Please retype every record below exactly, leaving the pictures out.

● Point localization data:
= Beginning of Section =
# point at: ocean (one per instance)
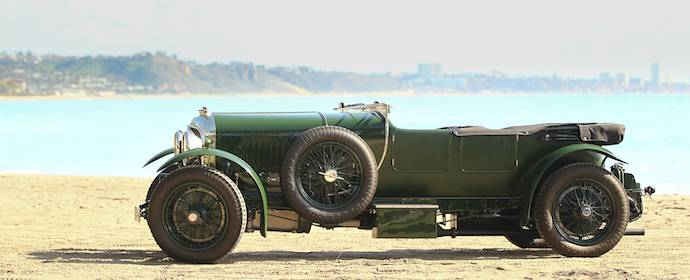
(116, 136)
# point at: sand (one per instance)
(57, 227)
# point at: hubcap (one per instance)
(586, 211)
(193, 217)
(330, 175)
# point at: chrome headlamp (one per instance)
(201, 132)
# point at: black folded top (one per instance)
(596, 133)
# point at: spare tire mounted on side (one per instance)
(329, 175)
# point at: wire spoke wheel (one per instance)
(329, 174)
(583, 212)
(195, 215)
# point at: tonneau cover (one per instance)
(598, 133)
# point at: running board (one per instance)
(634, 231)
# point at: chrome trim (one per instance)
(177, 141)
(205, 125)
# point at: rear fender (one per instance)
(233, 158)
(537, 172)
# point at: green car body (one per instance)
(489, 176)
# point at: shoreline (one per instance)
(660, 191)
(83, 228)
(142, 96)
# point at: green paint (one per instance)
(159, 156)
(405, 221)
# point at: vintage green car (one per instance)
(540, 186)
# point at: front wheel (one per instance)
(197, 214)
(582, 210)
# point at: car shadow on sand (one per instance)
(148, 257)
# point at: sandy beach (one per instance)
(58, 227)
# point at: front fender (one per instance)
(536, 172)
(233, 158)
(159, 156)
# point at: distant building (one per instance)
(605, 77)
(622, 79)
(635, 82)
(429, 70)
(656, 74)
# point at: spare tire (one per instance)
(329, 175)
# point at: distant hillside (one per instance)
(147, 72)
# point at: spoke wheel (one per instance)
(197, 214)
(581, 210)
(330, 175)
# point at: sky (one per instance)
(572, 38)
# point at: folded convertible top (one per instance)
(596, 133)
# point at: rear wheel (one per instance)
(530, 240)
(197, 214)
(582, 210)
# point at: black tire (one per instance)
(530, 240)
(215, 202)
(309, 190)
(573, 201)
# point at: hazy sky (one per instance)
(580, 38)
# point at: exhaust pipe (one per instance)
(634, 231)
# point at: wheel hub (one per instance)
(586, 211)
(193, 217)
(330, 175)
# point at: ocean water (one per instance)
(115, 137)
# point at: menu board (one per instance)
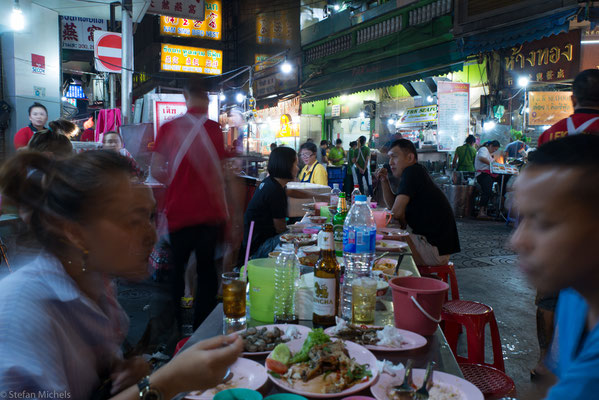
= End of Section =
● WRITTEN RESPONSE:
# point at: ocean (one per instance)
(116, 136)
# point at: sand (one per instance)
(57, 227)
# point at: hubcap (one per instance)
(586, 211)
(193, 217)
(330, 175)
# point at: chrome headlamp (one per instance)
(201, 132)
# point at: black folded top (one per instance)
(596, 133)
# point at: spare tire mounted on side (one per instance)
(329, 175)
# point at: wire spoke wheel (one per instance)
(329, 174)
(583, 212)
(195, 215)
# point at: tonneau cover (one per instance)
(598, 133)
# point at: running board (one per instance)
(634, 231)
# point at: chrome trim (one per instance)
(177, 141)
(205, 125)
# point at: rear fender (one per instance)
(233, 158)
(537, 172)
# point at: green car body (one per instance)
(489, 176)
# point at: shoreline (one per instance)
(660, 191)
(83, 228)
(142, 96)
# point at: green paint (one per instance)
(159, 156)
(405, 221)
# point at: vintage green car (one per instance)
(540, 186)
# point at: front wheel (one per instance)
(197, 214)
(582, 210)
# point at: car shadow on sand (one per instance)
(148, 257)
# point at: sandy beach (one per instance)
(58, 227)
# point at: front fender (one per instance)
(536, 172)
(233, 158)
(159, 156)
# point at: distant building (one per instance)
(605, 77)
(622, 79)
(635, 82)
(429, 70)
(656, 74)
# point at: spare tire (one per instance)
(329, 175)
# point at: distant hillside (one per instance)
(147, 72)
# point at: spoke wheel (one per instance)
(197, 214)
(581, 210)
(330, 175)
# point at: sky (one per instance)
(572, 38)
# point at: folded convertible top (one per instance)
(596, 133)
# point at: rear wheel (one per instance)
(530, 240)
(197, 214)
(582, 210)
# point at: black tire (one per instance)
(530, 240)
(215, 202)
(309, 190)
(573, 201)
# point at: hazy sky (one per instance)
(580, 38)
# point at: exhaust pipe (one per instance)
(634, 231)
# point at: wheel hub (one per instance)
(586, 211)
(193, 217)
(330, 175)
# point at: ocean water (one per instance)
(115, 137)
# point at: menu board (one per instance)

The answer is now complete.